What the task asks: Copy out everything from the start of the material down to the line containing "123 85 L 120", both ends included. Add 71 to every coordinate in the result path and leave the other lines unchanged.

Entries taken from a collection
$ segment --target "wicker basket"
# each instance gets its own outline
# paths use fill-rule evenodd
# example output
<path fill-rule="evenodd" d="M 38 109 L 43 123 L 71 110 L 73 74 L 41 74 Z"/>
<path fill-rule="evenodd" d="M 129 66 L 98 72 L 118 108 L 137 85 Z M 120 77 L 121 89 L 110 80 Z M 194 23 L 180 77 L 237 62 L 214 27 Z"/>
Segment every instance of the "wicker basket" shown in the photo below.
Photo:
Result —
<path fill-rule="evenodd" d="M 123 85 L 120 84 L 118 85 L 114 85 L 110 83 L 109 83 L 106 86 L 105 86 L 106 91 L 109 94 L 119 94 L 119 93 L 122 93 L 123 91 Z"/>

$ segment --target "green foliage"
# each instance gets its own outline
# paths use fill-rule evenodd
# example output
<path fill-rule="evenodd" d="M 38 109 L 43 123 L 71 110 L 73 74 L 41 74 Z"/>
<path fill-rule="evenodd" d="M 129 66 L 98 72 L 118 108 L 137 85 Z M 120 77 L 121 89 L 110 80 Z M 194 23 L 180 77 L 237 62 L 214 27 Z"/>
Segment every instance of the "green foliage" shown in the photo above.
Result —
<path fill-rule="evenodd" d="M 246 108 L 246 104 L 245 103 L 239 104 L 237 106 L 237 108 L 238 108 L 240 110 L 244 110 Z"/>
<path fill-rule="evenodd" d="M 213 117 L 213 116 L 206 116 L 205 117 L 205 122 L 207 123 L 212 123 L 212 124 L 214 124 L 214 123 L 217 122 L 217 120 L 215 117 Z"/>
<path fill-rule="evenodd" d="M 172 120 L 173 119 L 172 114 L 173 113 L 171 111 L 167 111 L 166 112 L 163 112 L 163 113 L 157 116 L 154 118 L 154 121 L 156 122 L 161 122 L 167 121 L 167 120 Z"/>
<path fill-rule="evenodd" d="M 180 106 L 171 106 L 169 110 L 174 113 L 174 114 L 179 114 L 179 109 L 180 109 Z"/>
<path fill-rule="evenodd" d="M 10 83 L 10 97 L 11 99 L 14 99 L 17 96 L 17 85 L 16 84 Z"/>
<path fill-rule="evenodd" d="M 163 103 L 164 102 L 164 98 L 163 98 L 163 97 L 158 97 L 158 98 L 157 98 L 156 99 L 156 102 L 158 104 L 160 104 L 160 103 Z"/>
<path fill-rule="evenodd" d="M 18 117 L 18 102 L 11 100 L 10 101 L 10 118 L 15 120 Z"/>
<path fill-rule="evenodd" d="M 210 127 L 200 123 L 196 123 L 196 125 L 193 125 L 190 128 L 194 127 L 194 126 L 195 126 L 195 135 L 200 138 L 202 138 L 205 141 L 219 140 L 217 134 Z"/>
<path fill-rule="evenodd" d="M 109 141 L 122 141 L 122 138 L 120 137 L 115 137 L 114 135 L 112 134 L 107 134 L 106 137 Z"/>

Reply:
$ segment --target "wicker basket"
# each instance gets its own outline
# paths use fill-rule evenodd
# example output
<path fill-rule="evenodd" d="M 38 109 L 43 123 L 71 110 L 73 74 L 41 74 Z"/>
<path fill-rule="evenodd" d="M 129 66 L 98 72 L 118 108 L 137 85 Z M 120 77 L 121 89 L 110 80 Z M 194 23 L 180 77 L 237 62 L 214 27 Z"/>
Segment every instance of the "wicker basket" shown in the photo below.
Photo:
Result —
<path fill-rule="evenodd" d="M 194 156 L 191 155 L 189 156 L 185 156 L 181 154 L 180 154 L 177 157 L 176 157 L 177 162 L 180 165 L 190 165 L 190 164 L 193 164 L 194 162 Z"/>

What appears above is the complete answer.